[Things to do]
- 1) Answer these from the judgment excerpt, one line each:
(a) On what date did Wilson Kipkorir Tangut die?
(b) On which plot number does the appellant reside?
(c) On what date did Nancy Chelimo Tangut pass away?
- 2) For each statement, decide whether the judgment excerpt agrees with it. Answer yes or no, and quote the words from the judgment excerpt that settle it.
(a) The appellant kept copies of the transfers to her.
(b) The appellant uses parcel number 412 for farming.
(c) Plot no. 1215 was subdivided into plot numbers 1224 and 1225.
- 3) Transcribe the judgment excerpt starting with "6.This is a" and going on through "16th May 2003.".
(Excerpt to read begins)
6.This is a first appeal and we are, accordingly, under a duty to re-evaluate the evidence and reach our own conclusion-see Selle & Another v Associated Motor Boat Co. Ltd & Others [1968] EA 123.
7.The appellant testified as PW1. It was her evidence that she owned land parcel number Kitale/Lessos/412 which had belonged to her husband, Wilson Kipkorir Tangut who died on 29th November 2007. He had transferred the land to her on 16th May 2003 and they had gone to the Land Control Board which gave its consent on 22nd May 2002. She had transferred the land parcel to her name on 16th May 2003.
8.It was her testimony further that her husband also owned parcel number Kitale Municipality Lessos/826 which was transferred to her on 12th February 2003, the Land Control Board having given its consent to the transfer on 22nd May 2002. She stated that she had since subdivided the said land parcel into several sub-plots namely land parcel numbers Kitale Municipality Block 1/Lessos/867- 869. Further, that she had subdivided parcel number 867 into plot nos. 994 and 995. Additionally, she had sub-divided plot no. 994 into plot numbers 1062, 1063, 1102, 1111 and 1112. According to the appellant, plot number 1062 was further subdivided into plot numbers 1130-1134 while plot number 1130 was subdivided into plot nos. 1172 and 1173. It was her testimony further that plot number 1172 was further subdivided into plot no. 1215 and 1216, while plot no. 1215 has been subdivided into plot numbers 1224 and 1225. She testified that she resides on plot number 1224 and is utilizing parcel number 412 for farming.
9.The appellant testified that the land parcels were subdivided and sold in order to cater for her late husband’s medical bills and to raise fees for her children. While confirming that Nancy Chelimo Tangut (the initial 1st defendant who passed away on 7th May 2016 and was substituted with her son, the 1st respondent) and Joyce Chepchirchir Tangut (Joyce), the 2nd respondent, were her sisters in law, she denied that they were residing on the suit property. She asserted that they had never claimed the property while her husband was alive, doing so only after his demise. She denied that the suit property was transferred into her name after her husband’s death, or that he had not signed the transfers to her name, though she testified that she did not keep copies of the transfers to her.
(Excerpt to read ends)
(Given entries begins)
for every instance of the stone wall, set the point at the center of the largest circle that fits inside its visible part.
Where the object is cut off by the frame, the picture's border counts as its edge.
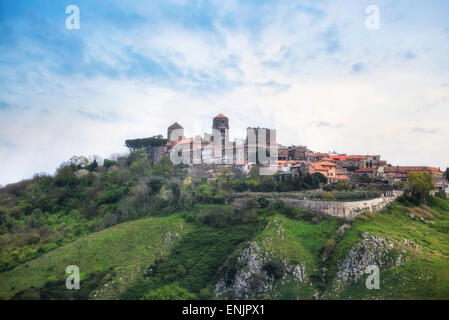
(344, 210)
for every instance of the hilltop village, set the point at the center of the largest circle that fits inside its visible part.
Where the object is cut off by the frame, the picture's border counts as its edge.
(200, 153)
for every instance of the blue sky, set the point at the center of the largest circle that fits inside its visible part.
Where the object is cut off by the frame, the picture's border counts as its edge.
(311, 69)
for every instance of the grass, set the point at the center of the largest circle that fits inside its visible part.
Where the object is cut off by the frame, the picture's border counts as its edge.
(127, 248)
(167, 257)
(425, 275)
(298, 241)
(194, 263)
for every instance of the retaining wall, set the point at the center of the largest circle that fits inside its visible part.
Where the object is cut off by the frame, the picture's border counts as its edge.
(344, 210)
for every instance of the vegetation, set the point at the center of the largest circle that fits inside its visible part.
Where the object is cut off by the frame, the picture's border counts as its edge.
(143, 230)
(424, 275)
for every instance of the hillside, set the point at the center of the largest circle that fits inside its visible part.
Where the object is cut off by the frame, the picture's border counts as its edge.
(273, 252)
(143, 230)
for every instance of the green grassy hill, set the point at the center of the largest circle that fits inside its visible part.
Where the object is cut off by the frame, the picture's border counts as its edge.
(120, 252)
(187, 254)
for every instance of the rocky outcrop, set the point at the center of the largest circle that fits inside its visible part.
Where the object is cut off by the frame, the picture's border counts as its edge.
(373, 250)
(255, 273)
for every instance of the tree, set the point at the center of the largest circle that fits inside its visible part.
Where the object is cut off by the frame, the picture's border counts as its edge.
(163, 168)
(420, 185)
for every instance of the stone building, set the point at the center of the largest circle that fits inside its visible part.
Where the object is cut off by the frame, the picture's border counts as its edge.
(175, 132)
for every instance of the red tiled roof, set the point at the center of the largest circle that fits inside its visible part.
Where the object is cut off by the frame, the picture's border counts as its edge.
(327, 164)
(366, 170)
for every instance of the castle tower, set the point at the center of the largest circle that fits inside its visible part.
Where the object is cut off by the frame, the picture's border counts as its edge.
(220, 129)
(175, 132)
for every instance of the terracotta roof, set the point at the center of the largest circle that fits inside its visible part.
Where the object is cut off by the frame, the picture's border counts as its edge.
(317, 167)
(327, 164)
(366, 170)
(175, 126)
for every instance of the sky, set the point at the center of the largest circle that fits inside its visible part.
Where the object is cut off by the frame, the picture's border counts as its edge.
(310, 69)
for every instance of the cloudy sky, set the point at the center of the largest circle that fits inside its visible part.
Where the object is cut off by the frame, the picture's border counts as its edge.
(311, 69)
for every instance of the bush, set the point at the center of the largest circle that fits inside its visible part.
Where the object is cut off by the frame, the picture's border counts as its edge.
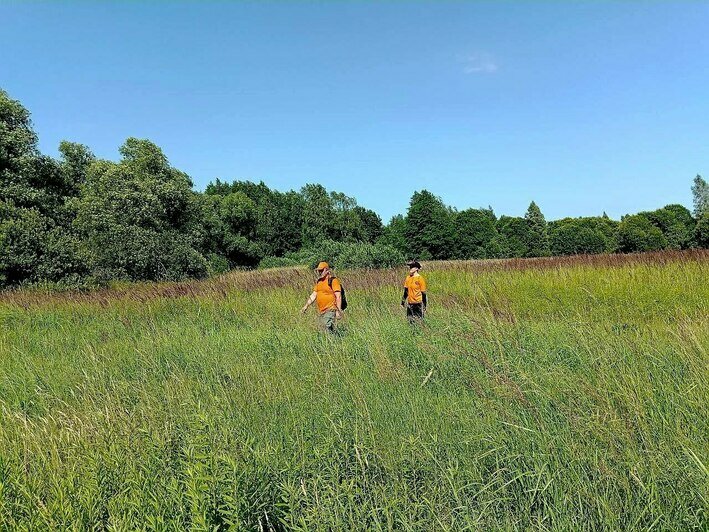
(Given entries ends)
[Outputs in order]
- 1)
(a) 29th November 2007
(b) Plot number 1224
(c) 7th May 2016

- 2)
(a) No: "she testified that she did not keep copies of the transfers to her"
(b) Yes: "is utilizing parcel number 412 for farming"
(c) Yes: "plot no. 1215 has been subdivided into plot numbers 1224 and 1225"

- 3)
6.This is a first appeal and we are, accordingly, under a duty to re-evaluate the evidence and reach our own conclusion-see Selle & Another v Associated Motor Boat Co. Ltd & Others [1968] EA 123.
7.The appellant testified as PW1. It was her evidence that she owned land parcel number Kitale/Lessos/412 which had belonged to her husband, Wilson Kipkorir Tangut who died on 29th November 2007. He had transferred the land to her on 16th May 2003 and they had gone to the Land Control Board which gave its consent on 22nd May 2002. She had transferred the land parcel to her name on 16th May 2003.